A 23-year-old Honduran, newly arrived in a shelter, said a gang demanded he sell drugs, and he could see no escape except to leave his country. He asked not be identified, saying that the gangs monitor Facebook and if his identity is revealed, the gang would target his family.
US citizens wait, too
Africans and Haitians, who relocated from their countries to Venezuela, and Central Americans from Central America’s northern triangle of El Salvador, Guatemala and Honduras, all wait in the city’s shelters. Every case is different, and many are complicated.
A woman from Honduras has a 12-year-old son with U.S. citizenship and displays his passport. The boy, named Jimmy, was born in the United States but returned to Honduras with his mother when she was deported.
A middle-aged man named Efren Galindo was born in Mexico and grew up in Texas. Two years ago, he was deported and nearly killed by Mexican drug cartels, he explained as he displayed scars on his back and shoulder.
“I’ve been 46 years, [nearly] my whole life over there,” Galindo said, pointing northward to the United States. “I’m married to an American citizen. I have four American sons, an American daughter and 16 grand babies,” he added.
To be granted asylum, petitioners must demonstrate a credible fear of persecution or torture, and show that they are not only fleeing poverty. Those who have been deported from the United States face added restrictions. Many having been barred from returning for five, 10, 20 years or more.
The U.S. immigration system, meanwhile, is overwhelmed, with a backlog worsened by the recent 35 day partial shutdown of the U.S. government in a dispute between Democrats in Congress and U.S. President Donald Trump over a border wall. U.S. Immigration and Citizenship Services said in a statement Jan. 21 that it faced “a crisis-level backlog of 311,000” asylum cases that had yet to be interviewed for credible fear.
The backlog of all immigration court cases was more than 800,000 in November, according researchers at Syracuse University.
Many detention facilities that house illegal entrants are temporary, according to Border Patrol Agent Tekae Michael on the border south of San Diego.
“I know ICE [Immigration and Customs Enforcement] is completely overrun,” she said. “We don’t have enough immigration judges to be able to process efficiently and effectively and swiftly.”
Mexico is granting temporary papers to Central Americans, and volunteers from U.S.-based groups like San Diego’s Border Angels bring supplies to the shelters. Mexican businesses are making donations.

▶ **Given exercise 1**: Render this sentence from the passage on migrants waiting in shelters into Spanish: "Every case is different, and many are complicated."
▶ **Given exercise 2**: According to the passage on migrants waiting in shelters, how many asylum cases did U.S. Immigration and Citizenship Services describe as a "crisis-level backlog" in its Jan. 21 statement?
The rows are not required for either task.

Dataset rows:
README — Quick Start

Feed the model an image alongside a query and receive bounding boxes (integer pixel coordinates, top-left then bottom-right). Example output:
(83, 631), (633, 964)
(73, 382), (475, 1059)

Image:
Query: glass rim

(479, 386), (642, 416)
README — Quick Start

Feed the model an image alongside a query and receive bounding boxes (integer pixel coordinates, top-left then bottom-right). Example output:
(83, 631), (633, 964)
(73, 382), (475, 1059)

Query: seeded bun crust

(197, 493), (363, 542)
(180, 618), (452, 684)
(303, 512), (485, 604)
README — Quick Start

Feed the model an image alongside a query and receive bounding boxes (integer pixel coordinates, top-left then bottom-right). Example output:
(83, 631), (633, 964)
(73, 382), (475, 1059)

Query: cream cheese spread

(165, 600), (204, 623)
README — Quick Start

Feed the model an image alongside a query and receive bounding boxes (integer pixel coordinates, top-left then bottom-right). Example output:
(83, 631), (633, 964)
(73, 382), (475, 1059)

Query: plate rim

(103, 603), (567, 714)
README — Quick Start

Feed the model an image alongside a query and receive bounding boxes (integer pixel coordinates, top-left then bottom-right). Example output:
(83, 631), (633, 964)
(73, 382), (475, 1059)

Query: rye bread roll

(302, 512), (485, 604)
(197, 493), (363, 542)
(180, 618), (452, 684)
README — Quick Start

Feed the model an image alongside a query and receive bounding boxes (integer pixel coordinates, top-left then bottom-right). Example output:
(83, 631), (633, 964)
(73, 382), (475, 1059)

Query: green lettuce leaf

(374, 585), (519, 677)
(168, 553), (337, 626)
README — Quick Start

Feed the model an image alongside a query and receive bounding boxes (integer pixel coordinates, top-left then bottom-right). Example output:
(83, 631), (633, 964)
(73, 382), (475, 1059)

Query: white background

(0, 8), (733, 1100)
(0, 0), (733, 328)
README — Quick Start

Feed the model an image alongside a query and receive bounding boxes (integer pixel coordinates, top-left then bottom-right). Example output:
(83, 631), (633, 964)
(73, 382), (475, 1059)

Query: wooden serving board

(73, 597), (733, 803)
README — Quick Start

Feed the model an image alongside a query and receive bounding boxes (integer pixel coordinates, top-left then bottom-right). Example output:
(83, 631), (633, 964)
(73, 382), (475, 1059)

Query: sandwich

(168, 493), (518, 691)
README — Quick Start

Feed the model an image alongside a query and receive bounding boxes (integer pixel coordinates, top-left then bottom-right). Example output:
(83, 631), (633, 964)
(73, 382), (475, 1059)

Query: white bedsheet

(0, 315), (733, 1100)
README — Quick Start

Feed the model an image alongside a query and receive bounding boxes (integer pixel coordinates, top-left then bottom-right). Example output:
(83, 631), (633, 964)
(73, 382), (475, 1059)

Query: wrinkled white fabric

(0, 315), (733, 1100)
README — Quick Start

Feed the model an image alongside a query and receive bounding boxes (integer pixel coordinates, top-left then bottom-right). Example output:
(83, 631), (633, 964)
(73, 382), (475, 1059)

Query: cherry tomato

▶ **Correct output 1**: Cada caso es diferente, y muchos son complicados.

▶ **Correct output 2**: 311,000 asylum cases had yet to be interviewed for credible fear.